A bare number is the only acceptable answer: how many lines of these entries include "locate"?
------------------------------------------------------------------------
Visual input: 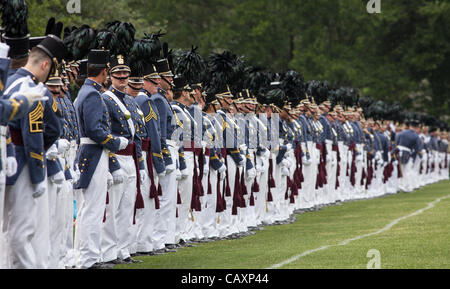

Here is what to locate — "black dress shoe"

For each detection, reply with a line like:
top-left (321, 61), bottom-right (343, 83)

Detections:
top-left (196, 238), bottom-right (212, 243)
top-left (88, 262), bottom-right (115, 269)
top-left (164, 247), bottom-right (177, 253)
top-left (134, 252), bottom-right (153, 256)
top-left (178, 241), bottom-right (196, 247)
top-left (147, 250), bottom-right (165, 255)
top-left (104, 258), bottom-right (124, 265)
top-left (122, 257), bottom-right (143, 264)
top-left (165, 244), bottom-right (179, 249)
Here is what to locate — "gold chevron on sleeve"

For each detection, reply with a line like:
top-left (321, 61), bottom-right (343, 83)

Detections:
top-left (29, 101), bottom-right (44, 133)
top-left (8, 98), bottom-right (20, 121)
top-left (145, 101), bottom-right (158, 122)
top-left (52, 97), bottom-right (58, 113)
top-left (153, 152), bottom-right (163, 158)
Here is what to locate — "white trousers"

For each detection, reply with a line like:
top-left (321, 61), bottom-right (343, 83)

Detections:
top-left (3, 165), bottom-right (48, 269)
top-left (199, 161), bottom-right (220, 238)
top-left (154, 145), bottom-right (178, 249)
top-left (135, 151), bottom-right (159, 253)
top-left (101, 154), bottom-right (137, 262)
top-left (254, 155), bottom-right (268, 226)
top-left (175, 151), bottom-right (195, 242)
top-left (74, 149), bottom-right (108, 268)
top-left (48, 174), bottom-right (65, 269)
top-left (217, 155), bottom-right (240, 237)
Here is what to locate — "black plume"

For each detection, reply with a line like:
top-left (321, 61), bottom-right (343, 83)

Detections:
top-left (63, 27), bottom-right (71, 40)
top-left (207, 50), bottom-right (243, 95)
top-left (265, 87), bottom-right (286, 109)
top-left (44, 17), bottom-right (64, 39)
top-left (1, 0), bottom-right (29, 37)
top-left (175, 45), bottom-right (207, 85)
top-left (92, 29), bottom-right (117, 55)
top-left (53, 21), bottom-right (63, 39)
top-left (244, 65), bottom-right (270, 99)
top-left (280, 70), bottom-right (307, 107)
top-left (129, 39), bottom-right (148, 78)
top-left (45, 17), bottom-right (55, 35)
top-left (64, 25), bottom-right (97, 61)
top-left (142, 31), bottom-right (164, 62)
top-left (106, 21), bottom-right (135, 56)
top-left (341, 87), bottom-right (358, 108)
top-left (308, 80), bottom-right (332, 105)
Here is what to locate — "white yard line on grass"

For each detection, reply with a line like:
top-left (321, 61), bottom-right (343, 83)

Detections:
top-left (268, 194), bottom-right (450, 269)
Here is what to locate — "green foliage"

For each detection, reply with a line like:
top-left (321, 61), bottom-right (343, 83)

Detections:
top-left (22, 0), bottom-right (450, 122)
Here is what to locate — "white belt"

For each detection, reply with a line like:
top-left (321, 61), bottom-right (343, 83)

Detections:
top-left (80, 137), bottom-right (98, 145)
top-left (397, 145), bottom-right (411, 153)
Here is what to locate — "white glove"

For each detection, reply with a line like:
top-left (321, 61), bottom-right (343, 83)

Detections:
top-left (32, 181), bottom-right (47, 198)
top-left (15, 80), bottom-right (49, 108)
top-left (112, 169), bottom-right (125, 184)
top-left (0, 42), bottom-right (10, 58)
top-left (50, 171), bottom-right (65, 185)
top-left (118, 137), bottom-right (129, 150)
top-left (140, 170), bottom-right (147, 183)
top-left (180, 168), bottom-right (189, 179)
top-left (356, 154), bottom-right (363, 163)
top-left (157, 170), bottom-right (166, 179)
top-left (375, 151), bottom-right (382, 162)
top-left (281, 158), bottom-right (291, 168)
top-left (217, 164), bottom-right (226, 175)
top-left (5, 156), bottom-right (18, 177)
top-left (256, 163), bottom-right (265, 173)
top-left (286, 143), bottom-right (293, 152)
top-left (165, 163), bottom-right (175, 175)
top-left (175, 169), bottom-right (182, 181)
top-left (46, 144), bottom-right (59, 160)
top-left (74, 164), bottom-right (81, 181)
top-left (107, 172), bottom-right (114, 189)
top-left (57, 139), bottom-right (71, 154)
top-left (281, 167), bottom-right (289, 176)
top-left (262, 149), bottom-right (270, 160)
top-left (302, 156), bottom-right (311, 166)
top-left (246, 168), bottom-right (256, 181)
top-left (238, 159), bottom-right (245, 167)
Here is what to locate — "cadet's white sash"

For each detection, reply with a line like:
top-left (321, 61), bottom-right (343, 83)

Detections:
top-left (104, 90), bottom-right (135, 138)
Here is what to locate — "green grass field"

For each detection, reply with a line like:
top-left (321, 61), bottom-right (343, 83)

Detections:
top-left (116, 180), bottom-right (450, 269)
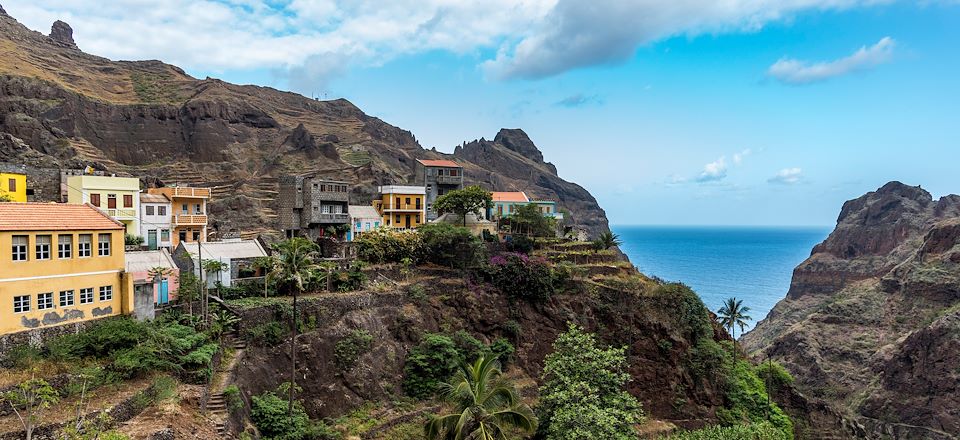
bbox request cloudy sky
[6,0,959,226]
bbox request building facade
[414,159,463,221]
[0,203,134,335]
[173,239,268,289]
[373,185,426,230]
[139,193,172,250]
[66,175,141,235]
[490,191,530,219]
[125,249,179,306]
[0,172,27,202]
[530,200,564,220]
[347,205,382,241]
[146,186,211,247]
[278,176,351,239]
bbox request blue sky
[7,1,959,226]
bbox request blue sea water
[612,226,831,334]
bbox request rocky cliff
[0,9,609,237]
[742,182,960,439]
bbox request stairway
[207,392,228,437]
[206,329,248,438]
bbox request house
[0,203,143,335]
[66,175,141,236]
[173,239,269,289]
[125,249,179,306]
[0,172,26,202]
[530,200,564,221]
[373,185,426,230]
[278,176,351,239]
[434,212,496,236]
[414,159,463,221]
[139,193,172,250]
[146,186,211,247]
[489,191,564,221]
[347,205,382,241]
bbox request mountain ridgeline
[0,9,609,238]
------------------------------------------------------------------------
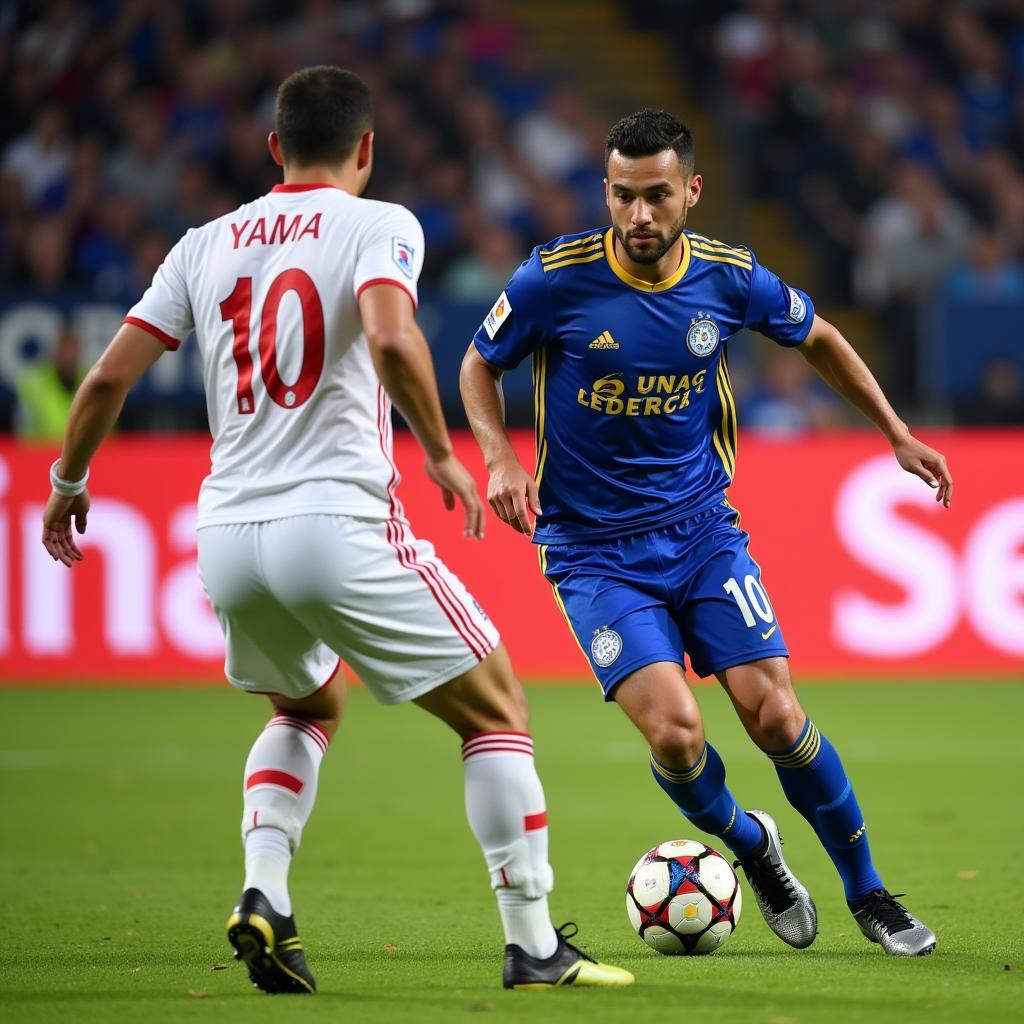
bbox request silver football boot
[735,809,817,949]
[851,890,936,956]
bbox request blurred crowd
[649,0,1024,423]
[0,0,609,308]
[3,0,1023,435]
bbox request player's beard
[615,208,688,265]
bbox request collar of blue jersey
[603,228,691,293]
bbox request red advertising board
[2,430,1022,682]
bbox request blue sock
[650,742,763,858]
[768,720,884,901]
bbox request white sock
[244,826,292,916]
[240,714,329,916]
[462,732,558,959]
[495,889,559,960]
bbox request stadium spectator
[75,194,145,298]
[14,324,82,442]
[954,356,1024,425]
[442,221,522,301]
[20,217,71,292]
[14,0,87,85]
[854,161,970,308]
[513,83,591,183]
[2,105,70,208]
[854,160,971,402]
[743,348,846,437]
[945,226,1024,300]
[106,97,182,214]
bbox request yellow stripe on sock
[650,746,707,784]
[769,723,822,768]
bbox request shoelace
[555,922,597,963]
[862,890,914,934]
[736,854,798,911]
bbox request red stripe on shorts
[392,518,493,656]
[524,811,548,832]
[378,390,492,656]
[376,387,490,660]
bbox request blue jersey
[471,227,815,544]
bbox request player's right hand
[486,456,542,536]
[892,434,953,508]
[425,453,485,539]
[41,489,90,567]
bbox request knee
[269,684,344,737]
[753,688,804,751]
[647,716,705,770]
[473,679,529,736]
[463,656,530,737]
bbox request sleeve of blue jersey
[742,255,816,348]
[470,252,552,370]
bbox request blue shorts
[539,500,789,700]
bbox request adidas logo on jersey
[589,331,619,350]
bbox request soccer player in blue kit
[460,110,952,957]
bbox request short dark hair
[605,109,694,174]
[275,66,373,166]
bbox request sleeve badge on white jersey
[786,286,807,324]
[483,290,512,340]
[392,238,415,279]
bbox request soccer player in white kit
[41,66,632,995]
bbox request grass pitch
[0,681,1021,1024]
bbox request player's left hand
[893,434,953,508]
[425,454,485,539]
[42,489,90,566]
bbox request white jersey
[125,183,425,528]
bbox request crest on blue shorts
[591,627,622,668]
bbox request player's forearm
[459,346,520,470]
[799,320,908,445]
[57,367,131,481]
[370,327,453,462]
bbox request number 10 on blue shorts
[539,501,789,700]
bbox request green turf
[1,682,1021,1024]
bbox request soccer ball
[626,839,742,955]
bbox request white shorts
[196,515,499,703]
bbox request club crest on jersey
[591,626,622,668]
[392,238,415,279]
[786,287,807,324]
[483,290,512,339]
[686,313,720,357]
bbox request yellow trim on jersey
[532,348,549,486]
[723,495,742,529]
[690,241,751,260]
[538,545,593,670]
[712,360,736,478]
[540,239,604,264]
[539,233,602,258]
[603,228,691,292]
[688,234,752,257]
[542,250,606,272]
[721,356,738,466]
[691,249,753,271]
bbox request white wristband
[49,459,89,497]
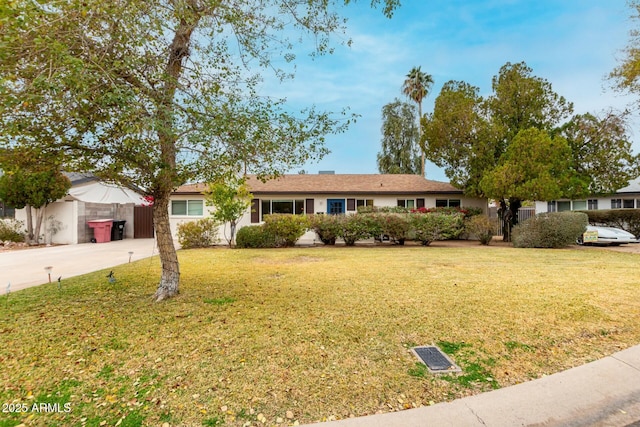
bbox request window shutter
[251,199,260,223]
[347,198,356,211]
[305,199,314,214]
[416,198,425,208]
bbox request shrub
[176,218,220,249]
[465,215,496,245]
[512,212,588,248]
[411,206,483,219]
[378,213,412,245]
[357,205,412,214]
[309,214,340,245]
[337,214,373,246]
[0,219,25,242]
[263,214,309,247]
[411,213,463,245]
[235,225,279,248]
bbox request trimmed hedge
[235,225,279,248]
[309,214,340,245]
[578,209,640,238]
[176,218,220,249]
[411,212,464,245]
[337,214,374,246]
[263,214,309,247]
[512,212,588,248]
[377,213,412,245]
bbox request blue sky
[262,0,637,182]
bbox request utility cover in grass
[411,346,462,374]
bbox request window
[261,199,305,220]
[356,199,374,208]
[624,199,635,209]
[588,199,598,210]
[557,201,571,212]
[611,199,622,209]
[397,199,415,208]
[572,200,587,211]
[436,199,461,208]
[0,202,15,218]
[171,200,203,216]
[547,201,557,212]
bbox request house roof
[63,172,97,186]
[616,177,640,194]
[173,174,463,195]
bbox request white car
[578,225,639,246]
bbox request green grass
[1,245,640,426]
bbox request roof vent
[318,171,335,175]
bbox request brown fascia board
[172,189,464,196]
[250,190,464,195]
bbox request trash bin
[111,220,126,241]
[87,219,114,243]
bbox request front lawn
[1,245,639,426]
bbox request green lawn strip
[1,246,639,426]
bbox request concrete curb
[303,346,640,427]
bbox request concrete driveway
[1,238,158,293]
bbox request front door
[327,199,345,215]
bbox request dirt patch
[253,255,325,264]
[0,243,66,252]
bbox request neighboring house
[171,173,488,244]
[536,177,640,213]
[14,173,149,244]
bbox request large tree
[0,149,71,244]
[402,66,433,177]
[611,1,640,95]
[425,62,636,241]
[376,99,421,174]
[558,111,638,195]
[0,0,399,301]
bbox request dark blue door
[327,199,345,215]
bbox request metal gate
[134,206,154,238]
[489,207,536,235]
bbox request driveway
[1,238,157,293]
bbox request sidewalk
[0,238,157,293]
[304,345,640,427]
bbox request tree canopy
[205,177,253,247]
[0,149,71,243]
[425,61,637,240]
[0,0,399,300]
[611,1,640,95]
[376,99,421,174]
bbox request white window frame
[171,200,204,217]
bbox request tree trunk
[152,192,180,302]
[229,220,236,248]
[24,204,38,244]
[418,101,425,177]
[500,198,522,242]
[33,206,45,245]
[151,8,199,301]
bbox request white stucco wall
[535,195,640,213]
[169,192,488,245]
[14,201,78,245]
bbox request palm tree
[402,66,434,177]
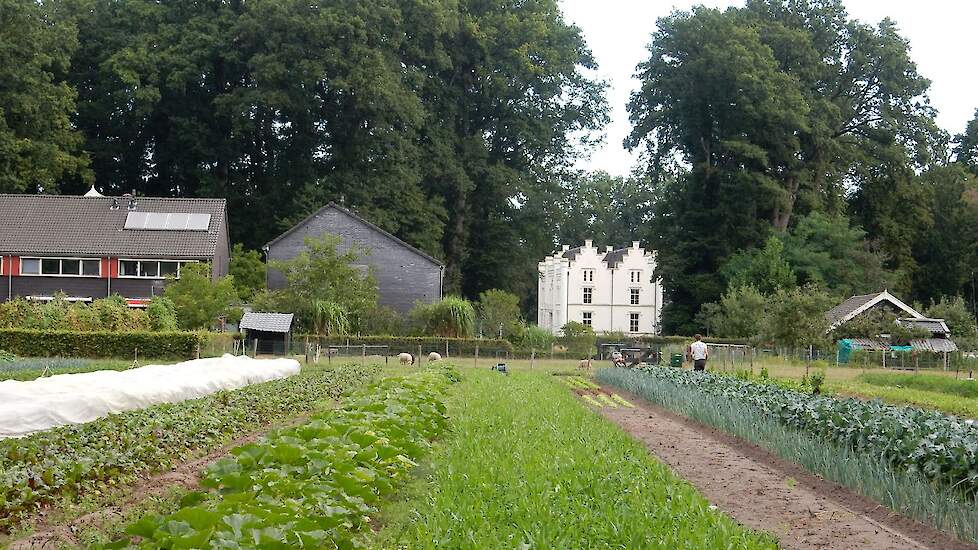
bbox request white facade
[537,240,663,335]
------------------------------------------------------------------------
▸ THE COMPLETED TASK
10